----- Listed entries -----

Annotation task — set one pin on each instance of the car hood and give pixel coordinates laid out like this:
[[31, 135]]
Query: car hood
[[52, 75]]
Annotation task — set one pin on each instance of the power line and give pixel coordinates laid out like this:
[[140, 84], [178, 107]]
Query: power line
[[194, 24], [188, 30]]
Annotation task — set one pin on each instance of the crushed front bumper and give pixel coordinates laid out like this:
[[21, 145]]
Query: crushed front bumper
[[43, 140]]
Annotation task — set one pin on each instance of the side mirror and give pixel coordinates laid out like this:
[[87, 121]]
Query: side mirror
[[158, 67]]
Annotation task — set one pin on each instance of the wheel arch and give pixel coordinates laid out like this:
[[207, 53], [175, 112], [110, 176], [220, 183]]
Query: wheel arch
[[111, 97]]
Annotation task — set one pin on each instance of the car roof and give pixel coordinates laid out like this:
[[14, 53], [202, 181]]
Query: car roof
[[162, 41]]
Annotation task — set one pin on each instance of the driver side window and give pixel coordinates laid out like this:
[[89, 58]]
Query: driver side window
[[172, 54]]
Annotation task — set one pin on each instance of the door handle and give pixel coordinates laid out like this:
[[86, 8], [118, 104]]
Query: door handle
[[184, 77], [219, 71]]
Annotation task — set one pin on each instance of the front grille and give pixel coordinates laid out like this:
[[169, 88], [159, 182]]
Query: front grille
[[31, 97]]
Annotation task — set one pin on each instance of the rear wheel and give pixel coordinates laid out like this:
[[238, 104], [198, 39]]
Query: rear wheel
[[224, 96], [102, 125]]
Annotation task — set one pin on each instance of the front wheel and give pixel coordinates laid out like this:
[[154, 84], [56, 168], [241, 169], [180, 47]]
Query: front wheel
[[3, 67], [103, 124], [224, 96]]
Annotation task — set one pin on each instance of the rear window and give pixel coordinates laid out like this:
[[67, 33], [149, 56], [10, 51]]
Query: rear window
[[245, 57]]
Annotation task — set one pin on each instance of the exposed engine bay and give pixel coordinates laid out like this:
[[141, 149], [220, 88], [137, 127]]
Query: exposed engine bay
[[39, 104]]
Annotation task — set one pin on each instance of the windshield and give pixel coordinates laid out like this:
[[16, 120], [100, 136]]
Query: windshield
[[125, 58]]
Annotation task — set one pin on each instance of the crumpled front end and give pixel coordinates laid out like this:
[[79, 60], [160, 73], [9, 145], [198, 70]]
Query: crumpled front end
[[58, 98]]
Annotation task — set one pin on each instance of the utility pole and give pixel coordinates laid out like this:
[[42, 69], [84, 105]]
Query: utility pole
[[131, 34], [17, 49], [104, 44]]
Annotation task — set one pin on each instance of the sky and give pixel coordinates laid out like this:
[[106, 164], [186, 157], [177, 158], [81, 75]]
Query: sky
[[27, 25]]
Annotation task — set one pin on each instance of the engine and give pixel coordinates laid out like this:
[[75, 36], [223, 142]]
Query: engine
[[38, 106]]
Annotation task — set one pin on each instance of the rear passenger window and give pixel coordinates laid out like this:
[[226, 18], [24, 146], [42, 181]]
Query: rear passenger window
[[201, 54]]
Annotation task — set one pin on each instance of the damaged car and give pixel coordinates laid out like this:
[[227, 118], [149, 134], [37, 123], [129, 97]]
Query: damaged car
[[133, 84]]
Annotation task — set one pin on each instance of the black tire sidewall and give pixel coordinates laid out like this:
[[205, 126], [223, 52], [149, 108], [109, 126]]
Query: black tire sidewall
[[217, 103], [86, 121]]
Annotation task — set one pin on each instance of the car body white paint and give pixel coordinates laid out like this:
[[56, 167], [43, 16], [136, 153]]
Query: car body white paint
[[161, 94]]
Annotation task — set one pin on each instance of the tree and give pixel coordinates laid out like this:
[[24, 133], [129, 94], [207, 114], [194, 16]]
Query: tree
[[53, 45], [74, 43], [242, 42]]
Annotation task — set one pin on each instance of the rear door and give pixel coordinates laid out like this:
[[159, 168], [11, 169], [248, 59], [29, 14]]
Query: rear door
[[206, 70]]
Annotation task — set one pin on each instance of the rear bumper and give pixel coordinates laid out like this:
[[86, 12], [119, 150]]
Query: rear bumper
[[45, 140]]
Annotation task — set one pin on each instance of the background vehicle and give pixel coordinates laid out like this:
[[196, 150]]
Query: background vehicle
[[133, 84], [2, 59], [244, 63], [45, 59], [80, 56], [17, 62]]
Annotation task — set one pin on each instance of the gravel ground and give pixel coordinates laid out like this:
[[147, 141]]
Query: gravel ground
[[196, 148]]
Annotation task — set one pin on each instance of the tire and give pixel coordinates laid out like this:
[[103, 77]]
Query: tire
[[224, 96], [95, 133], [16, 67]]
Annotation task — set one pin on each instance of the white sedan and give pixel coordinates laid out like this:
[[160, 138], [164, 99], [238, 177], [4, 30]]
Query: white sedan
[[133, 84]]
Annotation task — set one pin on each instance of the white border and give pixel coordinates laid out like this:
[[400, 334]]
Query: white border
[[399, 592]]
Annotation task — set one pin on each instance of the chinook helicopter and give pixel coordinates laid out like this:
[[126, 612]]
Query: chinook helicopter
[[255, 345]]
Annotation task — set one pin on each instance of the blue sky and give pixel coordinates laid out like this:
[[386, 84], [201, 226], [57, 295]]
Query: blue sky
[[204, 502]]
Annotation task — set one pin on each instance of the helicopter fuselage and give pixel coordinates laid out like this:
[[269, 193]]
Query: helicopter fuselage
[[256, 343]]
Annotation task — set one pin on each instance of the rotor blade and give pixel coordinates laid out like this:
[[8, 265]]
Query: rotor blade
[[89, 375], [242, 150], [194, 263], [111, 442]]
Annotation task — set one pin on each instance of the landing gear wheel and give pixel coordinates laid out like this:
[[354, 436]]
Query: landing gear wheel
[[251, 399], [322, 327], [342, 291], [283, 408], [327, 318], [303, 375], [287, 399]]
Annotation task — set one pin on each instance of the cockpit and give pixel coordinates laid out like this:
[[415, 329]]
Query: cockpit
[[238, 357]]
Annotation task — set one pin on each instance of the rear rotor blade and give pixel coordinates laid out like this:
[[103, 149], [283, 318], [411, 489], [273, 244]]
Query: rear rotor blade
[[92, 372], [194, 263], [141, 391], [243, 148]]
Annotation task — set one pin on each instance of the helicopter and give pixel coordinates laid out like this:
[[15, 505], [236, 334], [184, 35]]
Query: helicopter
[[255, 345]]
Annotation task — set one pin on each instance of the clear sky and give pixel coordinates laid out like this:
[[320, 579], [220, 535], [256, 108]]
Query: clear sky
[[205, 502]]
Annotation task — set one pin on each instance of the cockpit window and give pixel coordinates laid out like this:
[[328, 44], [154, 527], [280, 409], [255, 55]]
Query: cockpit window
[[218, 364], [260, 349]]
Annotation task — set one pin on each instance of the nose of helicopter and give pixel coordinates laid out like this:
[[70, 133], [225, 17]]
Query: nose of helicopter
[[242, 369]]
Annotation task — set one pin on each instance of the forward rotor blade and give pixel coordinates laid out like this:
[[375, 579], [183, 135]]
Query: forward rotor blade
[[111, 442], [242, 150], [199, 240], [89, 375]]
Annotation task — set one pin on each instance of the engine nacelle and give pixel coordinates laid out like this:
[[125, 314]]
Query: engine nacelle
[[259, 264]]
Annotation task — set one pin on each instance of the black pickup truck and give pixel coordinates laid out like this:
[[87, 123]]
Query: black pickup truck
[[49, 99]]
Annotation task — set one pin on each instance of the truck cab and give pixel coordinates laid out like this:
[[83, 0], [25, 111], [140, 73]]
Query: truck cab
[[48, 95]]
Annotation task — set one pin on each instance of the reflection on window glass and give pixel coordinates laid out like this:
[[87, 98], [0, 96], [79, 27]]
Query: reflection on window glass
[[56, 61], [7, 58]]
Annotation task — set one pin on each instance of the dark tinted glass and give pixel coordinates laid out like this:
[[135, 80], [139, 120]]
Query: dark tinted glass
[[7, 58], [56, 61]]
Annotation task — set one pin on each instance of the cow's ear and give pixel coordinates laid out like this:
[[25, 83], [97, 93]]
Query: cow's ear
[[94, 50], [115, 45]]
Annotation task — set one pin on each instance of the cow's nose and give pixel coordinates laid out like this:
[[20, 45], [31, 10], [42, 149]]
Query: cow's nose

-----

§ **Exercise requirements**: Copy out the lines of the items above, from the line containing "the car roof" through the line containing "[[245, 57]]", with both of those lines included.

§ **Result**:
Annotation task — set one pin on each instance of the car roof and give pixel coordinates laid out like this:
[[14, 53], [202, 181]]
Query: car roof
[[162, 41]]
Annotation task — set one pin on each instance of the driver side window and give pixel coordinates laid out like this:
[[89, 58]]
Query: driver side window
[[172, 54]]
Annotation task — set one pin on each instance of the door handle and give pixel coordinates laid out like this:
[[86, 8], [118, 104]]
Query: door handle
[[184, 77], [219, 71]]
Annotation task — set one pin on each instance of the front grille and give pixel coordinates laid out like this:
[[169, 88], [159, 182]]
Query: front grille
[[31, 97]]
Annotation task — set one pin on each instance of the rear wheel and give pixel coordinates laid out like this:
[[238, 104], [198, 39]]
Query: rear wheel
[[224, 96], [102, 125]]
Annotation task — set one pin on each instance of the front wheel and give pixel coordinates laid out like this:
[[154, 84], [56, 168], [241, 169], [180, 47]]
Query: front wheel
[[3, 67], [103, 124], [224, 96]]
Annotation task — set one pin on each instance of the rear window and give pixel coordinates laid out like this:
[[67, 33], [149, 56], [10, 51]]
Query: rear window
[[245, 57]]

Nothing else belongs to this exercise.